_Aim of the exercise_
Every line from the one bearing "of the construction" through the last line of the entries should be printed exactly, with no other output.

[Saved entries]
┏━━

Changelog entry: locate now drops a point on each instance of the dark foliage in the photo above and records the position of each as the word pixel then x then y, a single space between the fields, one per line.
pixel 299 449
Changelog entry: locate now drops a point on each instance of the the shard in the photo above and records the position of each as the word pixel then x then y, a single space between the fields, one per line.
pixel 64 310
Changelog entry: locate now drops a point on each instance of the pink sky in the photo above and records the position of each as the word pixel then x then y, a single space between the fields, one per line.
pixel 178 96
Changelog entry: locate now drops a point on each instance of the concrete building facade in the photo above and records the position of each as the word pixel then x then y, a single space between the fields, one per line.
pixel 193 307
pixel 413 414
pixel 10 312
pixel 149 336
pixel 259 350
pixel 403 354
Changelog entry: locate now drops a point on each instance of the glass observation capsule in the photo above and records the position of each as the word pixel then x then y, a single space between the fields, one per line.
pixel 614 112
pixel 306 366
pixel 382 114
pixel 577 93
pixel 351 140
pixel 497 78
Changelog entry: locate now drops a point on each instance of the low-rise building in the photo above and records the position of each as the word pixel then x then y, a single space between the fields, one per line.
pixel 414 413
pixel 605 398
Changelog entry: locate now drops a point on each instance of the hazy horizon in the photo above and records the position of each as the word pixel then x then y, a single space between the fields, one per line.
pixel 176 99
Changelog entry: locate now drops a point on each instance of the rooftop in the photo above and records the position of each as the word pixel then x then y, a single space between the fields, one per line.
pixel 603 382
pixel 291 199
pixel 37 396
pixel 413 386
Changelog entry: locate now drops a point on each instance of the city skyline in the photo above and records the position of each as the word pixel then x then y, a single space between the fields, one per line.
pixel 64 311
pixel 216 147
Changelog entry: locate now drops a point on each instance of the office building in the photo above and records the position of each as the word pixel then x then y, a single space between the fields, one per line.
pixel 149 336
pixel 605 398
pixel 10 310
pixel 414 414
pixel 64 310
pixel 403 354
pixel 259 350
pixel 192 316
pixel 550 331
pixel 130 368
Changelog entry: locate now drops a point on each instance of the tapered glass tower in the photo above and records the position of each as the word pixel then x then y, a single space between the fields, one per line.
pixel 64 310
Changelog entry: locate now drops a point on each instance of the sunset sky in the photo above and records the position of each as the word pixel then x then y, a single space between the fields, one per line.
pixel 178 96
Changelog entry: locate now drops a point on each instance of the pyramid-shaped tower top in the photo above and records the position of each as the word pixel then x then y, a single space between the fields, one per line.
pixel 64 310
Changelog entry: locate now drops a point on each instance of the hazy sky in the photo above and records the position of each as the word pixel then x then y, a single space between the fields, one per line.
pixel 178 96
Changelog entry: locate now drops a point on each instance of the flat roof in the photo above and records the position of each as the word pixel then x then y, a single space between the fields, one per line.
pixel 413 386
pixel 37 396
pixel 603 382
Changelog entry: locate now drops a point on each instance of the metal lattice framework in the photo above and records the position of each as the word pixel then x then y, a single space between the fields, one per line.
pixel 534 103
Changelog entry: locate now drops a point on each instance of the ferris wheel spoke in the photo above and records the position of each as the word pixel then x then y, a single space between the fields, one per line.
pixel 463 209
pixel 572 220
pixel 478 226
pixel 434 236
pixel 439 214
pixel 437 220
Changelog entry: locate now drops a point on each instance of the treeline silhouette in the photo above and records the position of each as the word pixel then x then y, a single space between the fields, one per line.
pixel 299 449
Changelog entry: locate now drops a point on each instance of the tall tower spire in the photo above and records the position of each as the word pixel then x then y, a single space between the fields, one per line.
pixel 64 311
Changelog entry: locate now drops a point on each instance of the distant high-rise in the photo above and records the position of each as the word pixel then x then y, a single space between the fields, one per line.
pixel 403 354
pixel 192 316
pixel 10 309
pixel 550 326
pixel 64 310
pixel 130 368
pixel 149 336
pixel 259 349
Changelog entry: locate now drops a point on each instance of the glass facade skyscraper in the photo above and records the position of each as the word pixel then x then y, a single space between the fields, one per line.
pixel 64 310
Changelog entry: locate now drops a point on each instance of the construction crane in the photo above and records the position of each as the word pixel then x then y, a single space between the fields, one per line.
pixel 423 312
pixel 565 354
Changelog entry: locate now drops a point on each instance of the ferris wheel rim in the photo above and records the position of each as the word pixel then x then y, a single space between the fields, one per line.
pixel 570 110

┗━━

_Solution to the problem_
Changelog entry: locate now drops a point on each instance of the construction crane in the photo above and records the position of each as the word pixel then x then y, a single space between the fields, one per line.
pixel 423 312
pixel 565 354
Changelog entry: locate now drops a point on each instance of the ferris wheel rim in the photo above and records the position of each as the word pixel then x then y, a single space between the fields, one per line.
pixel 570 110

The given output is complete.